WORK TASK ▸ Which lines of the records below contain the word "worker"? Show each one.

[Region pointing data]

--- START ---

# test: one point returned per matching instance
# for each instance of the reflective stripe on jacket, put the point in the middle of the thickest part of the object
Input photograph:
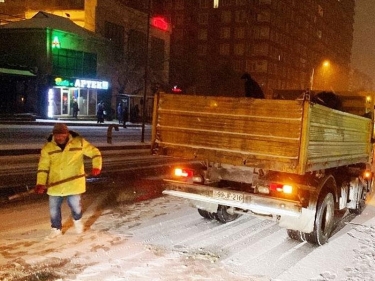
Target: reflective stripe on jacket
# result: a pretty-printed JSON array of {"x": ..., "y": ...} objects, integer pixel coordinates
[{"x": 63, "y": 170}]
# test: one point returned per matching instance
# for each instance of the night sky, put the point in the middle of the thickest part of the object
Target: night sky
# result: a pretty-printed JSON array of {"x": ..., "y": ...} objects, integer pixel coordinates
[{"x": 363, "y": 52}]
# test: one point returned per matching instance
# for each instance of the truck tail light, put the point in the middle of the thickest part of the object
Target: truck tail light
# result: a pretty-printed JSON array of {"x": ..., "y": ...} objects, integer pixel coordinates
[
  {"x": 188, "y": 175},
  {"x": 367, "y": 175},
  {"x": 284, "y": 188},
  {"x": 185, "y": 173}
]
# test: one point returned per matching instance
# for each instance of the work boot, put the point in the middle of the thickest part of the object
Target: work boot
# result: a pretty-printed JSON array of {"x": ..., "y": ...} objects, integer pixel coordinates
[
  {"x": 78, "y": 225},
  {"x": 55, "y": 232}
]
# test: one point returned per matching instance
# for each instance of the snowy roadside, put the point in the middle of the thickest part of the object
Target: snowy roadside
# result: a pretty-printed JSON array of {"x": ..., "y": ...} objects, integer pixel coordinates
[{"x": 166, "y": 239}]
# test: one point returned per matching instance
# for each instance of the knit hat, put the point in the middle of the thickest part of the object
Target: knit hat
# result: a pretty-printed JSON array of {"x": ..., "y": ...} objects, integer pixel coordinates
[{"x": 60, "y": 128}]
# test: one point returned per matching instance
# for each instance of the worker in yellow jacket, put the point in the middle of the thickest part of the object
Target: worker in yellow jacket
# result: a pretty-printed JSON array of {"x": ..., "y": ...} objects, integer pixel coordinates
[{"x": 61, "y": 174}]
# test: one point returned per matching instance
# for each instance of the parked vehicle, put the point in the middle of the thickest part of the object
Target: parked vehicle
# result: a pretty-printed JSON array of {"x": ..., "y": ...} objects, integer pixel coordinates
[{"x": 291, "y": 161}]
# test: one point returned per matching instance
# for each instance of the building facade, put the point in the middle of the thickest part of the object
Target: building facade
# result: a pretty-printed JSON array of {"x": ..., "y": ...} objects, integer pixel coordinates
[
  {"x": 67, "y": 61},
  {"x": 104, "y": 57},
  {"x": 281, "y": 43}
]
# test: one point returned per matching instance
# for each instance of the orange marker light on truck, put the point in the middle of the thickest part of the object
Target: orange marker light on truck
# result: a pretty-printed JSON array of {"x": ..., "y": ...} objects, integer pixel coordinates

--- END ---

RESPONSE FOR THIS EXERCISE ▸
# for each instance of the worker in yellow jacket, put the point in the middle of the thickest part of the object
Target: worker in yellow jacket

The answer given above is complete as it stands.